## START
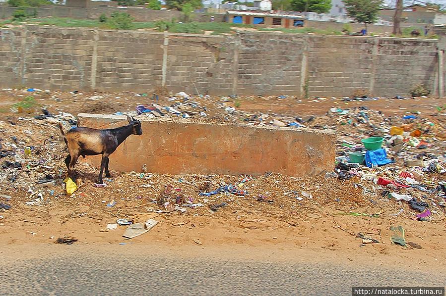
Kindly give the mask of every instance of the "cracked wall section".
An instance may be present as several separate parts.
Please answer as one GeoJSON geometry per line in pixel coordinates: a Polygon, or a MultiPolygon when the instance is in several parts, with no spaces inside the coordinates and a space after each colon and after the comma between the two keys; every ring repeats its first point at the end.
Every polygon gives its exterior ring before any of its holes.
{"type": "Polygon", "coordinates": [[[166,86],[188,93],[227,95],[233,45],[223,37],[169,35],[166,86]]]}
{"type": "Polygon", "coordinates": [[[299,95],[304,36],[253,33],[240,36],[238,94],[299,95]]]}
{"type": "Polygon", "coordinates": [[[161,85],[163,35],[99,31],[96,89],[146,92],[161,85]]]}
{"type": "Polygon", "coordinates": [[[88,89],[93,34],[86,30],[28,27],[24,83],[52,90],[88,89]]]}
{"type": "Polygon", "coordinates": [[[21,85],[23,31],[0,30],[0,86],[11,87],[21,85]]]}

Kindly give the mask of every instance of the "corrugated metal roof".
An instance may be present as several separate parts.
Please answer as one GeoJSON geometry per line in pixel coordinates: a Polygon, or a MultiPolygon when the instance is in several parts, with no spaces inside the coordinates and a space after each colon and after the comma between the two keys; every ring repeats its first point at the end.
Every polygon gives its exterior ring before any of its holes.
{"type": "Polygon", "coordinates": [[[262,12],[253,12],[248,11],[237,11],[229,10],[227,12],[229,14],[236,14],[237,15],[252,15],[253,16],[270,16],[271,17],[281,17],[282,18],[293,18],[294,19],[305,19],[305,17],[300,15],[295,14],[284,14],[283,13],[271,13],[262,12]]]}

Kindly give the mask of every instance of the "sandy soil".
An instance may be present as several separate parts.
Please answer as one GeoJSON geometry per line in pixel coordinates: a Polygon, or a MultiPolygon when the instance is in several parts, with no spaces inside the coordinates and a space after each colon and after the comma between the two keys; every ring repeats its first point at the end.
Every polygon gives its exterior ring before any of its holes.
{"type": "MultiPolygon", "coordinates": [[[[0,212],[3,217],[0,219],[0,245],[3,246],[53,244],[57,238],[67,236],[77,239],[75,244],[88,246],[155,244],[168,248],[181,246],[222,249],[256,247],[264,248],[262,251],[271,248],[284,251],[319,250],[323,251],[324,256],[336,256],[342,260],[376,260],[382,264],[398,263],[407,267],[437,266],[444,264],[446,260],[446,254],[442,251],[446,248],[444,210],[436,208],[431,221],[418,221],[415,217],[416,213],[407,203],[382,197],[379,189],[372,197],[355,187],[355,183],[363,183],[359,178],[344,181],[326,180],[323,177],[302,180],[273,174],[246,182],[243,188],[250,192],[247,196],[219,195],[207,197],[198,196],[198,192],[213,190],[223,183],[237,184],[239,177],[149,173],[141,176],[112,172],[112,180],[106,181],[107,187],[97,188],[94,183],[97,168],[82,163],[76,167],[83,184],[73,196],[66,195],[59,184],[42,187],[34,181],[45,174],[62,177],[64,173],[64,148],[58,141],[54,126],[31,119],[20,120],[18,117],[28,118],[39,115],[43,106],[53,113],[111,113],[133,110],[137,104],[154,101],[150,96],[135,97],[130,92],[73,96],[52,92],[35,95],[37,103],[23,113],[10,110],[12,104],[28,95],[22,91],[0,91],[0,109],[2,111],[0,113],[0,120],[2,121],[0,122],[2,123],[0,138],[4,141],[15,134],[24,145],[41,148],[39,156],[33,154],[31,158],[36,158],[26,161],[27,175],[22,173],[13,185],[6,181],[0,184],[1,194],[13,197],[9,202],[12,207],[0,212]],[[97,101],[87,99],[94,95],[103,98],[97,101]],[[25,130],[31,131],[32,134],[24,133],[25,130]],[[50,159],[52,168],[43,169],[36,164],[42,158],[50,159]],[[162,195],[160,193],[165,194],[169,185],[183,197],[190,197],[193,202],[201,202],[203,205],[188,208],[186,213],[180,214],[171,207],[157,205],[153,201],[162,195]],[[38,189],[44,193],[42,205],[24,204],[30,200],[30,192],[38,189]],[[54,191],[52,195],[51,191],[54,191]],[[299,200],[284,194],[292,191],[310,193],[312,198],[299,200]],[[264,201],[257,200],[259,195],[265,196],[264,201]],[[107,207],[106,204],[112,199],[116,204],[107,207]],[[223,201],[227,202],[226,206],[214,212],[209,211],[209,205],[223,201]],[[402,213],[394,215],[400,209],[403,209],[402,213]],[[118,218],[142,221],[147,215],[153,216],[154,211],[160,210],[162,212],[154,213],[158,224],[148,233],[131,240],[122,236],[126,226],[118,226],[115,230],[106,229],[108,223],[116,223],[118,218]],[[352,211],[378,215],[343,214],[352,211]],[[406,242],[411,243],[408,247],[391,244],[389,227],[397,226],[404,227],[406,242]],[[357,237],[359,233],[379,243],[363,244],[363,239],[357,237]]],[[[399,116],[414,110],[426,116],[437,112],[433,118],[443,122],[444,116],[439,115],[437,107],[446,104],[446,99],[432,98],[344,102],[331,98],[299,101],[290,97],[279,99],[256,96],[234,99],[196,98],[194,100],[207,106],[210,120],[218,120],[223,116],[222,103],[237,105],[238,109],[245,112],[235,116],[235,120],[250,113],[306,117],[323,115],[333,106],[366,106],[391,115],[399,116]]],[[[157,102],[161,105],[172,103],[163,97],[157,102]]],[[[439,180],[444,180],[444,177],[440,176],[436,181],[439,180]]],[[[174,198],[176,196],[167,194],[174,198]]]]}

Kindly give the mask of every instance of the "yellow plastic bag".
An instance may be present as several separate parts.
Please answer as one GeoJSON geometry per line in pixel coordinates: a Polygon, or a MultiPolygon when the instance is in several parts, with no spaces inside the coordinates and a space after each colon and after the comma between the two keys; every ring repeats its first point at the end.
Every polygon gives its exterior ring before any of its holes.
{"type": "Polygon", "coordinates": [[[77,185],[73,182],[73,180],[71,180],[71,178],[65,178],[65,180],[64,180],[64,182],[66,183],[65,189],[66,190],[66,193],[68,194],[72,195],[75,191],[77,190],[77,185]]]}

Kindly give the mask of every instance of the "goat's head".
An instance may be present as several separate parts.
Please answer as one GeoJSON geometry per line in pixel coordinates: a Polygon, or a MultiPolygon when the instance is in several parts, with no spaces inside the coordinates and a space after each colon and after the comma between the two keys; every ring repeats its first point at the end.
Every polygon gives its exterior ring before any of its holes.
{"type": "Polygon", "coordinates": [[[133,135],[141,136],[142,135],[142,129],[141,127],[141,122],[135,119],[131,116],[127,115],[127,120],[128,124],[131,125],[131,133],[133,135]]]}

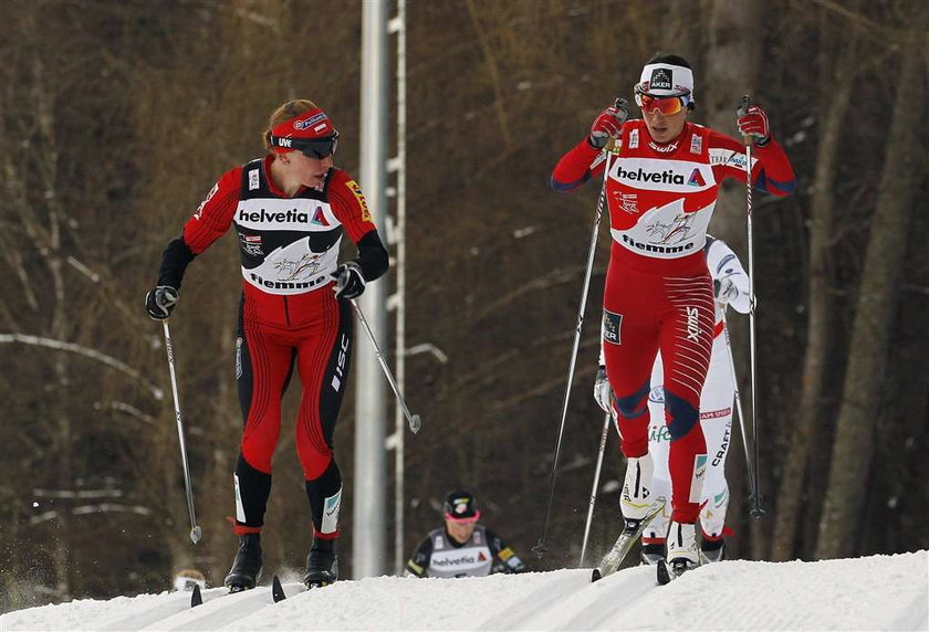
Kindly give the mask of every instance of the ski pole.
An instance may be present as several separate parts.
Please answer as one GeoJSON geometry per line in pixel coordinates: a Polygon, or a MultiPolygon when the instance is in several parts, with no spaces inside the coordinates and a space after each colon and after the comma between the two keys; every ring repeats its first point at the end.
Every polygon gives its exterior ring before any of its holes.
{"type": "MultiPolygon", "coordinates": [[[[742,97],[742,109],[748,112],[751,98],[749,95],[742,97]]],[[[754,235],[752,234],[752,139],[749,136],[743,136],[742,141],[745,144],[745,202],[748,212],[745,220],[748,224],[748,240],[749,240],[749,358],[751,361],[751,381],[752,381],[752,445],[754,447],[754,489],[752,492],[752,509],[751,516],[759,520],[764,515],[764,509],[761,506],[761,492],[759,491],[759,443],[758,443],[758,329],[755,327],[755,294],[754,294],[754,235]]]]}
{"type": "Polygon", "coordinates": [[[180,462],[184,464],[184,488],[187,492],[187,512],[190,514],[190,541],[195,545],[200,541],[203,535],[202,529],[197,525],[197,515],[194,513],[194,489],[190,487],[190,466],[187,462],[187,442],[184,440],[184,419],[180,415],[180,398],[177,396],[177,375],[174,368],[174,347],[171,347],[171,333],[168,329],[168,320],[161,320],[165,326],[165,348],[168,350],[168,368],[171,373],[171,393],[175,399],[175,419],[177,420],[177,439],[180,443],[180,462]]]}
{"type": "Polygon", "coordinates": [[[729,324],[726,322],[726,312],[722,313],[722,335],[726,339],[726,350],[729,354],[729,367],[732,370],[732,388],[735,392],[735,413],[739,415],[739,429],[742,431],[742,446],[745,449],[745,466],[749,470],[749,487],[751,497],[758,495],[758,481],[755,480],[752,457],[749,451],[749,435],[745,432],[745,414],[742,412],[742,396],[739,393],[739,378],[735,376],[735,361],[732,357],[732,343],[729,339],[729,324]]]}
{"type": "Polygon", "coordinates": [[[387,378],[387,381],[390,382],[390,388],[394,389],[394,394],[397,396],[397,401],[400,402],[400,408],[404,409],[404,414],[409,422],[409,429],[416,433],[419,432],[419,426],[421,424],[421,420],[419,419],[418,414],[410,414],[409,409],[406,405],[406,401],[404,400],[404,396],[400,392],[400,389],[397,388],[397,382],[394,380],[393,373],[390,373],[390,368],[387,366],[387,361],[384,359],[384,355],[380,352],[380,347],[377,346],[377,340],[374,338],[374,331],[370,330],[370,327],[365,320],[365,315],[362,314],[362,308],[358,306],[357,302],[354,298],[349,299],[352,302],[352,307],[355,308],[355,314],[358,315],[358,320],[362,322],[362,326],[367,331],[368,338],[370,339],[370,344],[374,347],[374,352],[377,356],[377,361],[380,364],[380,368],[384,370],[384,376],[387,378]]]}
{"type": "Polygon", "coordinates": [[[597,502],[599,472],[603,466],[603,453],[606,451],[606,435],[609,433],[610,418],[612,415],[607,412],[603,419],[603,433],[601,434],[601,445],[597,451],[597,468],[594,471],[594,486],[591,488],[591,504],[587,507],[587,524],[584,525],[584,543],[581,545],[581,561],[577,563],[578,568],[584,568],[584,556],[587,552],[587,537],[591,535],[591,523],[594,519],[594,504],[597,502]]]}
{"type": "Polygon", "coordinates": [[[574,380],[574,365],[577,360],[577,349],[581,346],[581,328],[584,326],[584,312],[587,308],[587,289],[591,286],[591,274],[594,267],[594,254],[597,250],[597,232],[599,231],[599,221],[603,217],[603,208],[606,200],[606,183],[609,180],[609,157],[610,149],[606,150],[606,165],[603,170],[603,188],[601,189],[599,200],[597,201],[597,212],[594,218],[594,227],[591,230],[591,245],[587,250],[587,270],[584,273],[584,287],[581,291],[581,308],[577,310],[577,325],[574,328],[574,348],[571,351],[571,362],[567,367],[567,386],[564,389],[564,403],[562,404],[561,424],[559,425],[559,440],[555,443],[555,456],[552,461],[552,474],[549,478],[549,501],[545,504],[545,518],[542,520],[542,535],[539,537],[539,544],[532,547],[532,550],[540,558],[545,555],[549,549],[545,547],[545,538],[549,533],[549,518],[552,515],[552,501],[555,496],[555,478],[559,471],[559,455],[561,454],[562,436],[564,435],[564,422],[567,418],[567,402],[571,399],[571,382],[574,380]]]}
## END
▶ **Directions**: Please gather every line of the records that contains the word "roof" and copy each of those lines in full.

▶ **Result**:
Kindly give the mask of every instance of the "corrugated metal roof".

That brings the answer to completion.